**Task objective:** Exactly as they appear, output all of the records. Skip any images.

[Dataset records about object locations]

====

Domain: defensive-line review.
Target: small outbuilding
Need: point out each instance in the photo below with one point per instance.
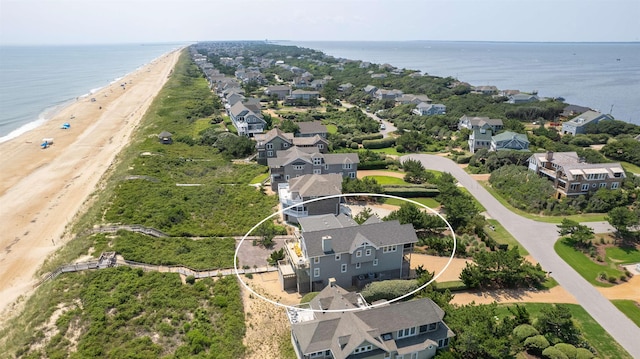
(165, 137)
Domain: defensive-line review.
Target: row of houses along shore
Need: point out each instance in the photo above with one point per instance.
(330, 252)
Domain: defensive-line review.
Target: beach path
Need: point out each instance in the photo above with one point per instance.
(42, 190)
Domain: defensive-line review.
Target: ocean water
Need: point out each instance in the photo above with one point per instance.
(603, 76)
(37, 81)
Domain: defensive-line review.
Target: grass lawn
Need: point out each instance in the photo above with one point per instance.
(478, 204)
(606, 346)
(429, 202)
(259, 178)
(388, 151)
(625, 255)
(383, 180)
(629, 308)
(500, 235)
(587, 217)
(630, 167)
(587, 268)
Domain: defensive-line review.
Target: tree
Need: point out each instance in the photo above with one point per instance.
(289, 126)
(556, 324)
(579, 235)
(276, 256)
(363, 215)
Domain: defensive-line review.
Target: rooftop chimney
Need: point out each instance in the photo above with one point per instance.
(549, 156)
(326, 244)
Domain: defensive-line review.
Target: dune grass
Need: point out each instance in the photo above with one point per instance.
(587, 268)
(629, 308)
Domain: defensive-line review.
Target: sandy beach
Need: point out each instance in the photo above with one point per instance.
(42, 190)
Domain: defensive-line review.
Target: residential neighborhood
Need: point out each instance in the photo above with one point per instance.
(311, 152)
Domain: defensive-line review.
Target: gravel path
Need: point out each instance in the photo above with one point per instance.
(538, 238)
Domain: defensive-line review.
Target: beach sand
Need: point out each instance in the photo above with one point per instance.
(42, 190)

====

**Result of the exercise:**
Domain: defensive-line review.
Target: small outbuilding
Need: point out each instance in the photo below with one point per instance.
(165, 137)
Domain: defensive-line review.
Target: row of houses along shore
Need: point out each instance in the photo above with one point per instance.
(330, 252)
Domain: defensive-line review.
Target: beach path
Need: point out each instance in the photo above with one point per instance.
(42, 190)
Domain: defensive-line review.
Target: ocean water
Need: point out each instance in the photo above with one point per instance.
(603, 76)
(37, 81)
Domain: defensive-line review.
Target: grass lawn
Need: point out each instance in the photo above with one point per instance.
(478, 204)
(606, 346)
(429, 202)
(259, 178)
(388, 151)
(625, 255)
(383, 180)
(629, 308)
(500, 235)
(587, 217)
(630, 167)
(587, 268)
Domain: defensive-line review.
Target: tree
Need: point out each instance in the photo above with one point per instance.
(289, 126)
(556, 324)
(579, 235)
(276, 256)
(363, 215)
Domain: defensive-line review.
Target: rooftop chimney
Need: point out each instance in the photo above with one point per instance.
(549, 156)
(326, 244)
Domain: defensive-line review.
Target: dune grass
Need: point out each instance in the photo above with one point per instance.
(587, 268)
(629, 308)
Domain: defensive-line review.
Target: sandy beach
Need: point out each instance in the photo above with one point per instance.
(42, 190)
Domain: defensive-line review.
Target: residential neighborhood
Need: point out each instance in the photo above with one point per instance.
(311, 152)
Domain: defensive-line review.
Target: gravel path
Need: point out each instance in the photo above with one point per instance.
(538, 238)
Domain: defensive-line review.
Target: beach sand
Need: point out each instance in the photo above with one point per instance.
(42, 190)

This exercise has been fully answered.